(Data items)
%%
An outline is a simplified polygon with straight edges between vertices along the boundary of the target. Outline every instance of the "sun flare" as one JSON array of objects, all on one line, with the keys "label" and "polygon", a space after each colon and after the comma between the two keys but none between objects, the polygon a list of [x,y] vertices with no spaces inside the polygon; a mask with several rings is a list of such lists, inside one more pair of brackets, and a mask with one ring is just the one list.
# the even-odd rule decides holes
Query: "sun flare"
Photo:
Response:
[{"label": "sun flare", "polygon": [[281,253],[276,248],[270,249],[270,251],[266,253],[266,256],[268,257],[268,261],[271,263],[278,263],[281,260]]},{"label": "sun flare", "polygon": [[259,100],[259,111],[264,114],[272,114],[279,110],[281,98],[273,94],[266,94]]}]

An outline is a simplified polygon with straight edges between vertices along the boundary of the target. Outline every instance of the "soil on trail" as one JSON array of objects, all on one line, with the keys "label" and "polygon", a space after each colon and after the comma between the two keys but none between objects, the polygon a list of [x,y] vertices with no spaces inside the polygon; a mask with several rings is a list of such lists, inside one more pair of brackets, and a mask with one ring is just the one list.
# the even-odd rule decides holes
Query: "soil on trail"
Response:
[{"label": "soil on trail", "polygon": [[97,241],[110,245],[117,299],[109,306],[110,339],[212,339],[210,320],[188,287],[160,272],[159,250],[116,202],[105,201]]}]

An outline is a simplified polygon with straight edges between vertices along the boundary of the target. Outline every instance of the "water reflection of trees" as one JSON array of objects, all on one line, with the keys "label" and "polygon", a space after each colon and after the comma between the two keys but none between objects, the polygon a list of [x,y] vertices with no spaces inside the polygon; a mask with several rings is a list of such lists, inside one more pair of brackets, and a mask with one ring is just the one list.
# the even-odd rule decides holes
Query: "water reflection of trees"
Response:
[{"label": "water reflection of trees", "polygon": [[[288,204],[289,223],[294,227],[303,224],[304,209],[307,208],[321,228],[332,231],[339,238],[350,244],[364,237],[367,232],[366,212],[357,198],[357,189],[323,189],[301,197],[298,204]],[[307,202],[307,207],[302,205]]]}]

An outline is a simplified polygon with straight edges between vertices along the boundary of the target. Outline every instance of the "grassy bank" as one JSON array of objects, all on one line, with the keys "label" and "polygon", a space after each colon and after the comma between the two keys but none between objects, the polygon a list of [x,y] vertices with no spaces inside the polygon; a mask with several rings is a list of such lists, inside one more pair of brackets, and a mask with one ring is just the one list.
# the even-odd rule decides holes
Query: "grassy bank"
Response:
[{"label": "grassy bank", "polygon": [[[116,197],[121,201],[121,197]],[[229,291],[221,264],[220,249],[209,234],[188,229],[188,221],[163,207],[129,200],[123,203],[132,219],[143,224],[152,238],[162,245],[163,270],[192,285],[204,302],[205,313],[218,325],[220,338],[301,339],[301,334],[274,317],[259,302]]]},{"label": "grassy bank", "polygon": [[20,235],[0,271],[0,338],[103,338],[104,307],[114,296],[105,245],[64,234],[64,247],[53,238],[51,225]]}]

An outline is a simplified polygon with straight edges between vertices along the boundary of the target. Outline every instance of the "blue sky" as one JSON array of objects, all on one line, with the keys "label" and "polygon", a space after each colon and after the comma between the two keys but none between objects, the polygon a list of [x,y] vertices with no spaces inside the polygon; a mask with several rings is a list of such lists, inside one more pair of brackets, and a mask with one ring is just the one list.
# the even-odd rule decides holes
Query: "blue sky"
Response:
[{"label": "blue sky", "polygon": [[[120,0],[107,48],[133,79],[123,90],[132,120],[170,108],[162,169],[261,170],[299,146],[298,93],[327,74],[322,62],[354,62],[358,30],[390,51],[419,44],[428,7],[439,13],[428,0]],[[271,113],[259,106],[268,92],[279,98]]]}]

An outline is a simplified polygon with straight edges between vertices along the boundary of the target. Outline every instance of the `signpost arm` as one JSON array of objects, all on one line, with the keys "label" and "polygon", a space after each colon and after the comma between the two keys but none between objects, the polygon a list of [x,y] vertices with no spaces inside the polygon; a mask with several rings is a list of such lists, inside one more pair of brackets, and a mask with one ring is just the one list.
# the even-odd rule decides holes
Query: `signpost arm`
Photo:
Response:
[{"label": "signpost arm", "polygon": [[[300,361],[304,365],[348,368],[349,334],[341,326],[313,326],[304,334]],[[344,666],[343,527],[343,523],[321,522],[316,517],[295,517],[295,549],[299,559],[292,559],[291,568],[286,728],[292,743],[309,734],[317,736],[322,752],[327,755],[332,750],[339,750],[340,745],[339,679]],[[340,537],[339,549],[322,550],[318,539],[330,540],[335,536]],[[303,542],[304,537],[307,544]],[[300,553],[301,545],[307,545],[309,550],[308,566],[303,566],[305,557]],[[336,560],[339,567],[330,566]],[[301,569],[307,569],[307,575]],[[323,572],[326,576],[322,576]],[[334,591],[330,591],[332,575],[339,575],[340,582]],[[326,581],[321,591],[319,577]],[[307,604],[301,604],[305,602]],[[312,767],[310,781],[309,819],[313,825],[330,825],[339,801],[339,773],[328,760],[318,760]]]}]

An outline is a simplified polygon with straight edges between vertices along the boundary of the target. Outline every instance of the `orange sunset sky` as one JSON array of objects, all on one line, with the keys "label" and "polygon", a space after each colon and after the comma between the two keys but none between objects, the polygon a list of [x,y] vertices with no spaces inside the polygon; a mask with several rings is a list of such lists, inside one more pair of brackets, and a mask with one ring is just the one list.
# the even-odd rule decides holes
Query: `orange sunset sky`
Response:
%%
%%
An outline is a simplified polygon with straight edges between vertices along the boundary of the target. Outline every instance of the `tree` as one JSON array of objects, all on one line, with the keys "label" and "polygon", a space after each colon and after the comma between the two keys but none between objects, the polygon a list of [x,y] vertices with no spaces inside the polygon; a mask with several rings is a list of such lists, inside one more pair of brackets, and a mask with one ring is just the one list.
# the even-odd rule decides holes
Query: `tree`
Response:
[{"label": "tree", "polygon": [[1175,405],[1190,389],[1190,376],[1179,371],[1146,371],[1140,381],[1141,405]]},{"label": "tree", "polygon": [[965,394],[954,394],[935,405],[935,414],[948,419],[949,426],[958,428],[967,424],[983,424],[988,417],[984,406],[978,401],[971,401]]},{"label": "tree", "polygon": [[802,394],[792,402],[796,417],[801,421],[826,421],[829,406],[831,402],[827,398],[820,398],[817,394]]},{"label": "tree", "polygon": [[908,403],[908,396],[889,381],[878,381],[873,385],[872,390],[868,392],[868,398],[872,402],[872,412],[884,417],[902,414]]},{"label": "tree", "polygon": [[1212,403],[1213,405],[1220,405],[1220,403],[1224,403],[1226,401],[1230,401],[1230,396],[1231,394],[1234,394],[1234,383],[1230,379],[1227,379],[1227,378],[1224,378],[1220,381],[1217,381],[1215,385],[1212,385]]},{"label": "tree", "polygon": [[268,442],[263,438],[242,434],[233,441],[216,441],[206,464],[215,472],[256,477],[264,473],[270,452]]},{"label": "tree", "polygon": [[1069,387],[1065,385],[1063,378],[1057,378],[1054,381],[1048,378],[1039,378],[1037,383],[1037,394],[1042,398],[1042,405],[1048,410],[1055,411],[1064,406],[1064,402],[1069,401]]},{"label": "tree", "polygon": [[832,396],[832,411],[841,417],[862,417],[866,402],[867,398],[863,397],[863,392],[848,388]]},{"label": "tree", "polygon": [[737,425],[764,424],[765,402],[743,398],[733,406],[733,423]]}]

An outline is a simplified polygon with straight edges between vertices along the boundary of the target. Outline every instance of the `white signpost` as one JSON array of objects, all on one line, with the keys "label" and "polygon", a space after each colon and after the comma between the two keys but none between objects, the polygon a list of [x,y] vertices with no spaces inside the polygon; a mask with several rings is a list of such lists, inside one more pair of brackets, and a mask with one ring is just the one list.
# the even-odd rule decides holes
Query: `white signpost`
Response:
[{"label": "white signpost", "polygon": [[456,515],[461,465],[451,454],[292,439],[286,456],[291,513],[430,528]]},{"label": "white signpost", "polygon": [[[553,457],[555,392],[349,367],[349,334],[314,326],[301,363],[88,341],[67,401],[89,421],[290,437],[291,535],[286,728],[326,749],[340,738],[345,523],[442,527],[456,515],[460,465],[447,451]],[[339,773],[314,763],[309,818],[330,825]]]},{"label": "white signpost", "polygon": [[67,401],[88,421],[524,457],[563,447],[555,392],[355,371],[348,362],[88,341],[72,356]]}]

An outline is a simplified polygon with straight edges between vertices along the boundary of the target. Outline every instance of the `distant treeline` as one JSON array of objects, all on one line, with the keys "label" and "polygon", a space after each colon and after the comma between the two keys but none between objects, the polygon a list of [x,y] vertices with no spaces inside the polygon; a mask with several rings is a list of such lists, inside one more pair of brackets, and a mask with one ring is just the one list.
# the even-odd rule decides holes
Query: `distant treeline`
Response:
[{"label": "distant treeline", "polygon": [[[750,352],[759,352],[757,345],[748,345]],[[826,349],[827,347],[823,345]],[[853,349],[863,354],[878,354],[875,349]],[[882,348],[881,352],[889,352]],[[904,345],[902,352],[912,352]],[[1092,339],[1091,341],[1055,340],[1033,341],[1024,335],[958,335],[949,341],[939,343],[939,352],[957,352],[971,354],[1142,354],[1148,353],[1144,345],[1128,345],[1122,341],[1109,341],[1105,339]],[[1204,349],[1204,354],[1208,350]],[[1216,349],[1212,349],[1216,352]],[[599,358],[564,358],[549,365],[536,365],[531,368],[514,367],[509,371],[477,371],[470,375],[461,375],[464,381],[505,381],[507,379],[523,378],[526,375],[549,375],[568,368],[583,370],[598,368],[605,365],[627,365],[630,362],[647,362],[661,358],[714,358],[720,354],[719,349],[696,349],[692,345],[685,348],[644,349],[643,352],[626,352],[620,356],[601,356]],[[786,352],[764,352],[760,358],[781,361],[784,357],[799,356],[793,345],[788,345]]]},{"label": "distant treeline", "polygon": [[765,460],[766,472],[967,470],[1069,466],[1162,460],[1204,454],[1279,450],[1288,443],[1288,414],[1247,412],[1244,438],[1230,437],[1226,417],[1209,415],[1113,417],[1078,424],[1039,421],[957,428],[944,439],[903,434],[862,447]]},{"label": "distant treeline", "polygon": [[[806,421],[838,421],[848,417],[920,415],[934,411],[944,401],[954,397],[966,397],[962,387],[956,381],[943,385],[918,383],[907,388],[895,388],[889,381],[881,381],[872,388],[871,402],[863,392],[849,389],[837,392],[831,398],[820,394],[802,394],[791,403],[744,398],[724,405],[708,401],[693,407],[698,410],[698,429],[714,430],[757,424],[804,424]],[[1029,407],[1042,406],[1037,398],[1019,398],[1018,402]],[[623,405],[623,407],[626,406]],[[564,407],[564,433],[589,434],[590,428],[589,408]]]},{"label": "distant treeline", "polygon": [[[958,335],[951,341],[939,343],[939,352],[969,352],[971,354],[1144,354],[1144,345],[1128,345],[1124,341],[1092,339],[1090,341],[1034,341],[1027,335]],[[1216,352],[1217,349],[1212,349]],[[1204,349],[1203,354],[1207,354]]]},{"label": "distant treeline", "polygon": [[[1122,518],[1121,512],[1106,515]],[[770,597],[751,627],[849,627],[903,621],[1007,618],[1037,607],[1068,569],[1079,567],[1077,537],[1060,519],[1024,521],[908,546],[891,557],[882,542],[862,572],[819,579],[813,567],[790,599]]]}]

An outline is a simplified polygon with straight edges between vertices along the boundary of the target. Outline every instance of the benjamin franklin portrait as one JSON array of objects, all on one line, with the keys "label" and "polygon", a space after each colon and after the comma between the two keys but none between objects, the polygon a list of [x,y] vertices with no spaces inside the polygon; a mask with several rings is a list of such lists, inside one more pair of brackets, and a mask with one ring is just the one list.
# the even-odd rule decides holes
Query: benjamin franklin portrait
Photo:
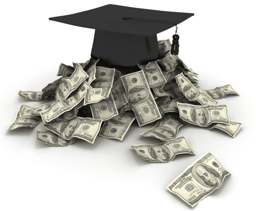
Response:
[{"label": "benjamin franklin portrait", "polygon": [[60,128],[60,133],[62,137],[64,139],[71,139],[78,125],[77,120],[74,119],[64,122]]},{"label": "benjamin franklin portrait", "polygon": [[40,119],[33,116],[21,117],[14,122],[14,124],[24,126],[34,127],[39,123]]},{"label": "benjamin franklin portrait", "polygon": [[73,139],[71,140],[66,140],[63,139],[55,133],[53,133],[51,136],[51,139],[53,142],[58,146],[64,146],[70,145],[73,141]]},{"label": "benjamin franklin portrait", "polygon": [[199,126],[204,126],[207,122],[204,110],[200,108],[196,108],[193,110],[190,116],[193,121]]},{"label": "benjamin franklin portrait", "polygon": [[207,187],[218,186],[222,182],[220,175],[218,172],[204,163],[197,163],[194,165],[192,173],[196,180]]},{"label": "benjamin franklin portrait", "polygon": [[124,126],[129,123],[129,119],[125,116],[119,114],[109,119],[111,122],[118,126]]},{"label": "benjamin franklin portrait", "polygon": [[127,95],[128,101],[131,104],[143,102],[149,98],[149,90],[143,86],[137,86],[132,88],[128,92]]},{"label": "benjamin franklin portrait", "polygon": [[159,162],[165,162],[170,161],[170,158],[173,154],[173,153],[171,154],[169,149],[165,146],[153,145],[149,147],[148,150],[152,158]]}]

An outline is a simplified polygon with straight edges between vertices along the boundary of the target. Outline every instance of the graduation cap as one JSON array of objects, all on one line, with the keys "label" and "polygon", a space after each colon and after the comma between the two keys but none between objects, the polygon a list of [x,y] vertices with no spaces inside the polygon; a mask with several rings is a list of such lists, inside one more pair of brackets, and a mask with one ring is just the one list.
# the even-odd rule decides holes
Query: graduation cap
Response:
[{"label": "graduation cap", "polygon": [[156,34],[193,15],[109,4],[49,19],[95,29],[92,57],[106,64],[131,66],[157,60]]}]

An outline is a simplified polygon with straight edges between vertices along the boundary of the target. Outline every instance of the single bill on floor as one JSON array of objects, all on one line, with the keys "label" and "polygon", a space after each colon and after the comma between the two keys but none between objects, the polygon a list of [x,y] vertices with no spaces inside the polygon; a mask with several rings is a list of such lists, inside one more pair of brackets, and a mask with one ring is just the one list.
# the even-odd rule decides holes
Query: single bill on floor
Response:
%%
%%
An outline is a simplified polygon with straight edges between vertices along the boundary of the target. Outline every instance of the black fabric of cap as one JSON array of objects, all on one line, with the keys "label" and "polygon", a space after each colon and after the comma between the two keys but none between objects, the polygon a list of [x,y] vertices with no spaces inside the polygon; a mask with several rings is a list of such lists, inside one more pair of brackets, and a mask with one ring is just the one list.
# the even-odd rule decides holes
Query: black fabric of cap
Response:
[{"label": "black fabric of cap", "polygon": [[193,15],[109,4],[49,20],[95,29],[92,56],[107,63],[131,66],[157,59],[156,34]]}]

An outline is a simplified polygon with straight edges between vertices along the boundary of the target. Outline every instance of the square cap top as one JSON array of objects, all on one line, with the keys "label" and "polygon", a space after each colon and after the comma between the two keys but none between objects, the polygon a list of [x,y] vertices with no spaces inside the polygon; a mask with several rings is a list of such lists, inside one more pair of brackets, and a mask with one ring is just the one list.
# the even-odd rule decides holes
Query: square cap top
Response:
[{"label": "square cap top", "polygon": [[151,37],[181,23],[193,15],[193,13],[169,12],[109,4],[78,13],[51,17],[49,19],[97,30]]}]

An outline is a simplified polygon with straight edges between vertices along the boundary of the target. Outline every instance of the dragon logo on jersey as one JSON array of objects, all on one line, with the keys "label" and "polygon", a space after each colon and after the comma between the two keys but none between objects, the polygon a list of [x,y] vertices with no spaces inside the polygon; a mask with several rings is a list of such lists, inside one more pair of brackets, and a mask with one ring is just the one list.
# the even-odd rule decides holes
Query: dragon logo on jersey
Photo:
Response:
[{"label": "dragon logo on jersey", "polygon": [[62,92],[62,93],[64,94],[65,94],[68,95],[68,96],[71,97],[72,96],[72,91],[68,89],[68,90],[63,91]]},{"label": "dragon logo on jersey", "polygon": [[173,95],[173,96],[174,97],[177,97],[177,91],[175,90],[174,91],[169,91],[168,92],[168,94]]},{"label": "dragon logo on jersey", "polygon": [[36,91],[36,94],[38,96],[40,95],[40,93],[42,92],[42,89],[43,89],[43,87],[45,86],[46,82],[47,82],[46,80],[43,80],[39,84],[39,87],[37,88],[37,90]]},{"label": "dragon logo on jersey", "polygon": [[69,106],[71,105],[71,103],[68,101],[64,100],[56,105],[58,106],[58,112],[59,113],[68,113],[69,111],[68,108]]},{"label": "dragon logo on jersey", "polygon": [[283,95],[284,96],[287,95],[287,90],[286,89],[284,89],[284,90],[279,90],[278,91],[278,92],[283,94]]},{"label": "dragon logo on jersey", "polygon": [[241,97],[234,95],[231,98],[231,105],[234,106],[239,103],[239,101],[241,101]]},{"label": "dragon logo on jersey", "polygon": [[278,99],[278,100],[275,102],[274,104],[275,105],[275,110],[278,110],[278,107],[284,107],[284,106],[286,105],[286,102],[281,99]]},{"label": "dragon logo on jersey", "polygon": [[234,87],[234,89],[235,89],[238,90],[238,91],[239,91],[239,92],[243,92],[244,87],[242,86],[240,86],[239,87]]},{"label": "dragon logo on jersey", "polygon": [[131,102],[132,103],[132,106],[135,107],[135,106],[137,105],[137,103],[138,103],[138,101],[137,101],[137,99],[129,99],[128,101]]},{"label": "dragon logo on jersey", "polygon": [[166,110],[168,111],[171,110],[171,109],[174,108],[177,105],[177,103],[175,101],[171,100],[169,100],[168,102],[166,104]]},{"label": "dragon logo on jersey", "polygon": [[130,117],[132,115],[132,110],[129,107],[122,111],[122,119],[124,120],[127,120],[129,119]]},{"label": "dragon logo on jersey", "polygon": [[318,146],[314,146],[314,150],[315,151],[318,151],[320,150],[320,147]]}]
%%
*Prompt:*
Pick out every line in the records that contains the string "blue" and copy those lines. Uppercase and lowercase letters count as different.

*Task result:*
An outline is a simplified polygon with straight edges between vertices along the boundary of the target. Outline every instance of the "blue sky" as one JSON array of objects, all on one line, with the keys "label" and "polygon", a space after each colon and after the comma between the two keys but none between objects, the polygon a list of [x,y] vertices with no spaces inside the polygon; a mask with several rings is a list of such lists, inside one more pair of brackets, and a mask with one ring is just the one list.
Query: "blue sky"
[{"label": "blue sky", "polygon": [[[120,0],[107,48],[133,79],[123,90],[132,120],[170,108],[162,169],[261,170],[299,146],[298,93],[327,74],[322,62],[354,62],[358,30],[390,51],[419,44],[428,7],[439,13],[428,0]],[[271,113],[259,106],[268,92],[279,98]]]}]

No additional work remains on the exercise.